BEGIN Text section
129 Years Later, Winsor Speech and Debate Continues to Equip Students with an Interdisciplinary Skillset

by Nika Bigelow ’25

On January 20, 2024, three members of Winsor’s Speech and Debate Club attended the school’s first-ever Massachusetts Speech & Debate League (MSDL) tournament at the Boston Latin School. I, as Secretary of Winsor Debate, was one of those three members, and had the opportunity to experience an utterly different style of debate tournament than what Winsor students are used to.

But first, a bit of background. Founded in 1895, Winsor Speech and Debate is a cornerstone of the Winsor experience for the 20 members of the team, myself included. Winsor has been a member of the Debating Association of New England Schools (DANEIS) alongside schools like Roxbury Latin, Hotchkiss, Deerfield, and Groton since the organization’s founding in 1978. The tournaments we have attended since that time have been exclusively DANEIS tournaments. The fifteen-odd such annual tournaments are either debate tournaments— typically consisting of three rounds of parliamentary debate—or speech tournaments— which consist of interpretive readings, a choice of persuasive speeches or comedic after-dinner speeches, and a choice of ethical dilemmas or impromptu speaking.
END Text section
BEGIN Supplied records
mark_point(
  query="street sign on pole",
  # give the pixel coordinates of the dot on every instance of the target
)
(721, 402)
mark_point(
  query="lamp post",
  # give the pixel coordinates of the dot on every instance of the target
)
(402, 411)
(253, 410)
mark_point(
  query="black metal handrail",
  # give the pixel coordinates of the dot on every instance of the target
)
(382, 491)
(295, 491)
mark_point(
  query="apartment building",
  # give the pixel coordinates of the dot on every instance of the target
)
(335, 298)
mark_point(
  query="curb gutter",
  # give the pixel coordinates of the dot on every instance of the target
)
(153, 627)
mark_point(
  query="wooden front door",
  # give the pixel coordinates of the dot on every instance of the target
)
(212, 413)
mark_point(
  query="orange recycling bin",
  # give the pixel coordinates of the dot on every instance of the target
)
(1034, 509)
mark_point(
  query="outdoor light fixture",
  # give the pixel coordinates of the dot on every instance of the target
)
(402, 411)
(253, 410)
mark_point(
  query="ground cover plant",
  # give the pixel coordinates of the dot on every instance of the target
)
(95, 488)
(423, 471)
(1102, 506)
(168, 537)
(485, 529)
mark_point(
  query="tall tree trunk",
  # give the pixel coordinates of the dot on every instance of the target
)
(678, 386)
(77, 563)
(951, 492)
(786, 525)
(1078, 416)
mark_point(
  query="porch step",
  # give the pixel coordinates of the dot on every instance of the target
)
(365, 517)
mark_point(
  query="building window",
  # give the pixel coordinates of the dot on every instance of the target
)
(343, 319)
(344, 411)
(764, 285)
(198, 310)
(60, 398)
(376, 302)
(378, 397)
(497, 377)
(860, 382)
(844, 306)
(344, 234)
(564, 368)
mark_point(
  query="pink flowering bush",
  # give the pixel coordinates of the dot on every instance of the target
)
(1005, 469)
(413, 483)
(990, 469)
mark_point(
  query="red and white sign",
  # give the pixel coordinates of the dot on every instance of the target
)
END Supplied records
#### [Actions to take]
a – How would you render this sentence from the Winsor Speech and Debate article in Spanish: "The tournaments we have attended since that time have been exclusively DANEIS tournaments."
b – Can you answer these questions from the Winsor Speech and Debate article?
(i) At which school was the MSDL tournament held?
(ii) In what year was Winsor Speech and Debate founded?
(iii) How many members does the team have?
c – Does each statement agree with the Winsor Speech and Debate article? Answer yes or no, quoting the deciding words.
(i) Winsor has belonged to DANEIS since the organization was founded in 1978.
(ii) Four club members attended the MSDL tournament.
(iii) DANEIS debate tournaments typically consist of five rounds.
Rely only on the Winsor Speech and Debate article for your answers.

#### [Solutions below]
a – Los torneos a los que hemos asistido desde entonces han sido exclusivamente torneos de DANEIS.

b –
(i) The Boston Latin School
(ii) 1895
(iii) 20

c –
(i) Yes: "since the organization’s founding in 1978"
(ii) No: "three members of Winsor’s Speech and Debate Club attended"
(iii) No: "typically consisting of three rounds of parliamentary debate"